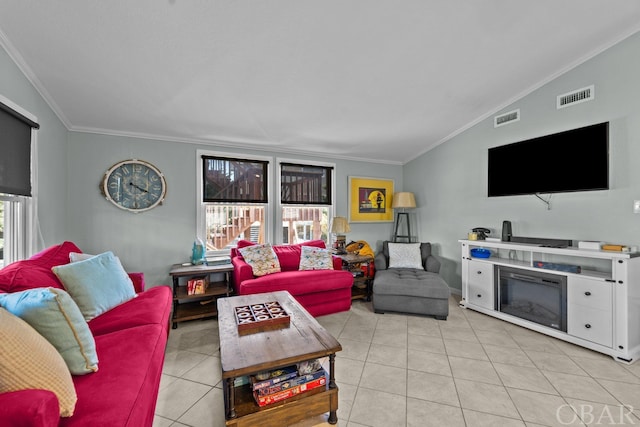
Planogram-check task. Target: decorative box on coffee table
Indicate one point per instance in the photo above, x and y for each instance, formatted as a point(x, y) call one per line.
point(243, 355)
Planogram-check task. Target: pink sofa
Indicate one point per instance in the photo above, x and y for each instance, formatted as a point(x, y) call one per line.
point(130, 343)
point(320, 292)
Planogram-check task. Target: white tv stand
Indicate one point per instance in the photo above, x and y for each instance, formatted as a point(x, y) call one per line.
point(603, 300)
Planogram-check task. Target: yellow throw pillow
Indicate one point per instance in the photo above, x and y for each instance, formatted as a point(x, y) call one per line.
point(29, 361)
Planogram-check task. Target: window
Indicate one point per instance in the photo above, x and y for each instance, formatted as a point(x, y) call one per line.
point(306, 201)
point(17, 139)
point(235, 200)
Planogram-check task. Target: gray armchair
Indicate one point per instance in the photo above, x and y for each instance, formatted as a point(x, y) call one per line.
point(410, 290)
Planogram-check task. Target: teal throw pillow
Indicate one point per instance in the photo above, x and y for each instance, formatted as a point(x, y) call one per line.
point(96, 284)
point(58, 319)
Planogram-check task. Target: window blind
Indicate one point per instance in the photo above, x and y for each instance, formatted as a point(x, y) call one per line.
point(234, 180)
point(305, 184)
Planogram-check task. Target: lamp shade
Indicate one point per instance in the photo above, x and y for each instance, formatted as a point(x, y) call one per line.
point(403, 200)
point(339, 225)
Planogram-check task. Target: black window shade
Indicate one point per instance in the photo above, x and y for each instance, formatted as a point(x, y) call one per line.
point(234, 180)
point(305, 184)
point(15, 146)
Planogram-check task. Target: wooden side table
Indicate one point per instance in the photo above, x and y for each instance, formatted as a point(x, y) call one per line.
point(362, 278)
point(190, 307)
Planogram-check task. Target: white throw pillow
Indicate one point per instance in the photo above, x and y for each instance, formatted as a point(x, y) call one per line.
point(405, 255)
point(262, 259)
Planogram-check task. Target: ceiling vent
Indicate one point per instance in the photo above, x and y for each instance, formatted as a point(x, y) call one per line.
point(506, 118)
point(576, 97)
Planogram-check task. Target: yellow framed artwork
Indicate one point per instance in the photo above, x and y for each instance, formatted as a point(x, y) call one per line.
point(370, 199)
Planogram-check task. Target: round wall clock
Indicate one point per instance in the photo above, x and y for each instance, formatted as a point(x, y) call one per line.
point(134, 185)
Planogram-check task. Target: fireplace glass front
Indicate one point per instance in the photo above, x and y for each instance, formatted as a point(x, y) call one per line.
point(535, 296)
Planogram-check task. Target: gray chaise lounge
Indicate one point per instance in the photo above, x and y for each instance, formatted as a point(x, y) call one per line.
point(410, 290)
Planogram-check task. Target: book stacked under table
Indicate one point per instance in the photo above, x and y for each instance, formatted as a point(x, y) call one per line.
point(280, 384)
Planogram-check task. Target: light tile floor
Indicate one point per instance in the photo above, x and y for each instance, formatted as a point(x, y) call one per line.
point(399, 370)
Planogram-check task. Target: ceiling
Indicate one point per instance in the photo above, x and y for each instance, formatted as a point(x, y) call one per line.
point(377, 80)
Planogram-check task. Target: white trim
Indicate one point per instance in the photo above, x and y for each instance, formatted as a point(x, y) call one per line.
point(18, 109)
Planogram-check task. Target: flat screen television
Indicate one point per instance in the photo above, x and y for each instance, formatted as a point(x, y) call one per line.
point(574, 160)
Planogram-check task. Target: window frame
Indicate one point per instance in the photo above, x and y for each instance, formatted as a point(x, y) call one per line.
point(279, 229)
point(201, 204)
point(22, 209)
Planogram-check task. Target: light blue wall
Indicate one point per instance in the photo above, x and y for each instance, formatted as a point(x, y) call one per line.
point(450, 181)
point(151, 241)
point(51, 154)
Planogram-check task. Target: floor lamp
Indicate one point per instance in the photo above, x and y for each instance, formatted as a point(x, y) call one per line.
point(403, 200)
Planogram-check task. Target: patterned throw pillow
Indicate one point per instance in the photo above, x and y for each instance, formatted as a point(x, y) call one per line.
point(262, 259)
point(315, 259)
point(29, 361)
point(405, 255)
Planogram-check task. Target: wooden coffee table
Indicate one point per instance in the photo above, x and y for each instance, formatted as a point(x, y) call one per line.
point(304, 339)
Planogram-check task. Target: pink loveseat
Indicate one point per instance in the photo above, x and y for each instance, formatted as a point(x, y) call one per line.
point(320, 292)
point(130, 342)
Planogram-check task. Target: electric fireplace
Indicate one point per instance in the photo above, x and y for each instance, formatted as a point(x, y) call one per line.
point(535, 296)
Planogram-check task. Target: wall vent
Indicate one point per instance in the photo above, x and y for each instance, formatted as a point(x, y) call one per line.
point(576, 97)
point(506, 118)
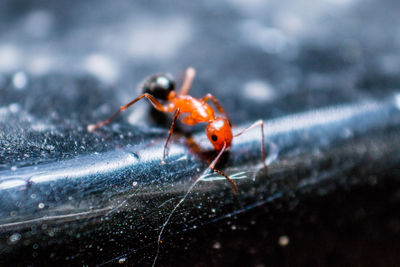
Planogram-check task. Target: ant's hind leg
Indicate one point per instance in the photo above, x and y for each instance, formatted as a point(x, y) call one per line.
point(171, 130)
point(187, 82)
point(212, 167)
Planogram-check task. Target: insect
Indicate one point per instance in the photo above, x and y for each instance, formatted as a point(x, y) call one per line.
point(219, 130)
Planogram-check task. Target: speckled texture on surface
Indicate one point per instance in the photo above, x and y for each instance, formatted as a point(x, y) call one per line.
point(73, 197)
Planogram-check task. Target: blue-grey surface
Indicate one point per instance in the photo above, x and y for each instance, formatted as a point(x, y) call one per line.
point(323, 75)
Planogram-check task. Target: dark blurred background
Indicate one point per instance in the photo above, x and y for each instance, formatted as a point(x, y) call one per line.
point(66, 64)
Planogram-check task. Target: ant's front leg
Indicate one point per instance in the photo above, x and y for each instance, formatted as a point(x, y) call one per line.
point(171, 130)
point(157, 105)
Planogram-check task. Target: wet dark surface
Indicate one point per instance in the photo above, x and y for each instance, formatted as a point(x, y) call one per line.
point(324, 77)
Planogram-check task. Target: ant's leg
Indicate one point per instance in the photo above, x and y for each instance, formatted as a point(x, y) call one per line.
point(171, 130)
point(157, 105)
point(212, 167)
point(261, 123)
point(187, 82)
point(208, 97)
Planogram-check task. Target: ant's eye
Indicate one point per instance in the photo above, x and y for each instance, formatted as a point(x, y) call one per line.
point(159, 86)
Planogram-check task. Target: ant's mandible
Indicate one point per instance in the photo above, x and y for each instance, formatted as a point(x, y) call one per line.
point(219, 132)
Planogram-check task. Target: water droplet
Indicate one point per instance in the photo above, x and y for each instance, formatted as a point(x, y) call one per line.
point(283, 241)
point(217, 245)
point(122, 260)
point(14, 238)
point(20, 80)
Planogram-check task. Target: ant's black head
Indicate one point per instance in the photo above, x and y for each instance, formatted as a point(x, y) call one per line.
point(159, 86)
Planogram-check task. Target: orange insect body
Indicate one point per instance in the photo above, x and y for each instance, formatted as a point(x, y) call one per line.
point(194, 110)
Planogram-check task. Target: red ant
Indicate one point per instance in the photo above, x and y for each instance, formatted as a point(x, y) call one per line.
point(218, 130)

Exercise brief:
Render every line of the data above as a JSON list of strings, one string per line, with blank lines and the pictures left out.

Answer in full:
[
  "Planogram-check task. Target: decorative box on coffee table",
  "Indicate one point per instance in the photo above, x and y for each instance, formatted as a point(x, y) call one per line.",
  "point(243, 355)",
  "Planogram-check task. Target: pink sofa",
  "Indicate one point per instance in the photo above, x and y for each instance, formatted as a point(x, y) call one per line.",
  "point(130, 343)",
  "point(320, 292)",
  "Planogram-check task. Target: white tv stand",
  "Indicate one point per instance in the photo above, x and y for each instance, formatted as a point(x, y) call one per line.",
  "point(603, 300)",
  "Planogram-check task. Target: yellow throw pillow",
  "Indicate one point per instance in the photo above, x and y for each instance, formatted as a point(x, y) call one per line.",
  "point(29, 361)",
  "Planogram-check task. Target: window",
  "Indicate one point per instance in the photo above, x and y for each instance, formatted as a point(x, y) call one per line.",
  "point(306, 201)",
  "point(17, 139)",
  "point(235, 200)",
  "Planogram-check task. Target: gray armchair",
  "Indicate one point per instance in the photo above, x and y for each instance, formatted as a point(x, y) call one per line.",
  "point(410, 290)",
  "Planogram-check task. Target: teal throw pillow",
  "Indicate one point per instance in the photo above, x and y for each instance, formatted as a point(x, y) call one per line.",
  "point(96, 284)",
  "point(58, 319)",
  "Planogram-check task. Target: window blind",
  "Indicate one point per instance in the photo above, x and y for each instance, formatted as a point(x, y) call one per line.",
  "point(234, 180)",
  "point(305, 184)",
  "Planogram-check task. Target: lamp shade",
  "Indicate one point per instance in the photo above, x and y for each instance, formatted as a point(x, y) call one per line.",
  "point(403, 200)",
  "point(339, 225)",
  "Planogram-check task. Target: black window shade",
  "Indicate one point per instance in the photo above, x and y for each instance, formatted as a point(x, y) call one per line.",
  "point(234, 180)",
  "point(305, 184)",
  "point(15, 146)",
  "Planogram-check task. Target: wooden side table",
  "Indicate one point per instance in the photo above, x and y for each instance, formatted as a point(x, y) call one per line.",
  "point(362, 278)",
  "point(190, 307)",
  "Planogram-check task. Target: white throw pillow",
  "Indicate one point per instance in the photo above, x and y for each instance, formatted as a point(x, y) call one per line.",
  "point(405, 255)",
  "point(262, 259)",
  "Planogram-check task. Target: ceiling vent",
  "Indicate one point per instance in the photo above, x and y for each instance, formatted as a point(x, y) call one per line.",
  "point(506, 118)",
  "point(576, 97)",
  "Planogram-check task. Target: yellow framed artwork",
  "Indicate one point per instance in the photo above, x and y for each instance, formatted as a point(x, y) call one per line.",
  "point(370, 199)",
  "Planogram-check task. Target: round wall clock",
  "Indicate one point per instance in the photo above, x and y for each instance, formatted as a point(x, y) call one per line.",
  "point(134, 185)",
  "Planogram-check task. Target: fireplace glass front",
  "Indicate one point per instance in the photo above, x and y for each instance, formatted as a point(x, y) call one per line.",
  "point(535, 296)",
  "Planogram-check task. Target: gray chaise lounge",
  "Indicate one point per instance in the photo above, x and y for each instance, formatted as a point(x, y) call one per line.",
  "point(410, 290)",
  "Planogram-check task. Target: book stacked under table",
  "Indicate one point per instance in the photo above, x and y for each instance, formatted as a point(x, y) call one per line.",
  "point(280, 384)",
  "Planogram-check task. Target: light tile floor",
  "Indicate one point per instance in the photo above, x and y for each instance, formatted as a point(x, y) call one per line.",
  "point(399, 370)",
  "Planogram-check task. Target: ceiling",
  "Indicate one point per instance in the photo above, x and y for each instance, formatted as a point(x, y) call one per line.",
  "point(377, 80)",
  "Planogram-check task. Target: white trim",
  "Indicate one point per instance in the photo above, x and y for each instance, formatted as a point(x, y) call one per line.",
  "point(18, 109)",
  "Planogram-check task. Target: flat screen television",
  "Indicate one point per instance in the photo above, x and y for each instance, formatted as a point(x, y) call one per line.",
  "point(574, 160)",
  "Planogram-check task. Target: window frame",
  "Indicate one point per instance in the photo above, x and y for each instance, formatted as a point(x, y) call one per line.",
  "point(279, 229)",
  "point(201, 204)",
  "point(22, 209)",
  "Planogram-check task. Target: light blue wall",
  "Indicate one point per instance in the photo above, x and y for each instance, formatted as a point(x, y) call one per line.",
  "point(450, 181)",
  "point(151, 241)",
  "point(51, 154)",
  "Planogram-check task. Target: floor lamp",
  "Indicate one point per instance in the photo above, x and y for each instance, formatted as a point(x, y) call one per line.",
  "point(403, 200)",
  "Planogram-check task. Target: patterned throw pillow",
  "Indicate one point per instance in the photo above, x and y for each instance, formatted as a point(x, y) call one per line.",
  "point(262, 259)",
  "point(315, 259)",
  "point(29, 361)",
  "point(405, 255)",
  "Planogram-check task. Target: wooden coffee table",
  "Indicate one point per instance in the photo above, x and y for each instance, formatted as a point(x, y) call one per line.",
  "point(304, 339)",
  "Planogram-check task. Target: pink loveseat",
  "Indicate one point per instance in the photo above, x and y for each instance, formatted as a point(x, y) call one per line.",
  "point(320, 292)",
  "point(130, 342)",
  "Planogram-check task. Target: electric fireplace",
  "Indicate one point per instance in the photo above, x and y for each instance, formatted as a point(x, y) call one per line.",
  "point(535, 296)",
  "Planogram-check task. Target: wall vent",
  "Indicate one point per instance in the photo above, x and y for each instance, formatted as a point(x, y) call one per line.",
  "point(576, 97)",
  "point(506, 118)",
  "Planogram-check task. Target: ant's hind leg",
  "Indicate one point per instance in the photo above, x and y for each instance, formatted as a point(x, y) call one per line.",
  "point(171, 130)",
  "point(187, 82)",
  "point(212, 167)",
  "Planogram-check task. Target: insect",
  "Indicate one point per instance in the photo above, x and y for each instance, formatted as a point(x, y) call one per line.",
  "point(219, 130)",
  "Planogram-check task. Target: speckled texture on surface",
  "Indicate one point per instance in the photo above, x and y for each instance, formatted as a point(x, y) call one per line.",
  "point(73, 197)",
  "Planogram-check task. Target: blue-grey surface",
  "Indicate one point per instance in the photo above, x and y for each instance, formatted as a point(x, y) call one per line.",
  "point(323, 75)",
  "Planogram-check task. Target: dark blurred background",
  "Indicate one point per instance in the photo above, x and y for each instance, formatted as a point(x, y) call one per line.",
  "point(66, 64)",
  "Planogram-check task. Target: ant's front leg",
  "Indicate one point per instance in the photo above, x and y for each instance, formatted as a point(x, y) call one per line.",
  "point(171, 130)",
  "point(157, 105)",
  "Planogram-check task. Target: wet dark surface",
  "Indicate one point per instance in the photo above, x and y for each instance, formatted as a point(x, y) call one per line.",
  "point(324, 77)",
  "Planogram-check task. Target: ant's leg",
  "Indicate one point per instance in the photo above, x and y for each instance, formatted as a point(x, y) call one per line.",
  "point(171, 130)",
  "point(157, 105)",
  "point(212, 167)",
  "point(261, 123)",
  "point(187, 82)",
  "point(208, 97)",
  "Planogram-check task. Target: ant's eye",
  "Indicate one point per instance in the photo above, x and y for each instance, formatted as a point(x, y) call one per line.",
  "point(159, 86)",
  "Planogram-check task. Target: ant's mandible",
  "Indicate one point per instance in the photo above, x and y for each instance, formatted as a point(x, y) call one per line.",
  "point(219, 132)",
  "Planogram-check task. Target: water droplet",
  "Indicate one point per instance in the photo above, x and y for each instance, formatted as a point(x, y) call one per line.",
  "point(283, 241)",
  "point(217, 245)",
  "point(122, 260)",
  "point(14, 238)",
  "point(20, 80)",
  "Planogram-check task. Target: ant's black head",
  "Indicate one point per instance in the photo above, x and y for each instance, formatted as a point(x, y) call one per line.",
  "point(159, 86)",
  "Planogram-check task. Target: orange insect body",
  "Indicate one point per instance in the photo above, x and y for each instance, formatted as a point(x, y) call one per line.",
  "point(194, 110)",
  "Planogram-check task. Target: red ant",
  "Indicate one point per instance in the photo above, x and y for each instance, formatted as a point(x, y) call one per line.",
  "point(218, 130)"
]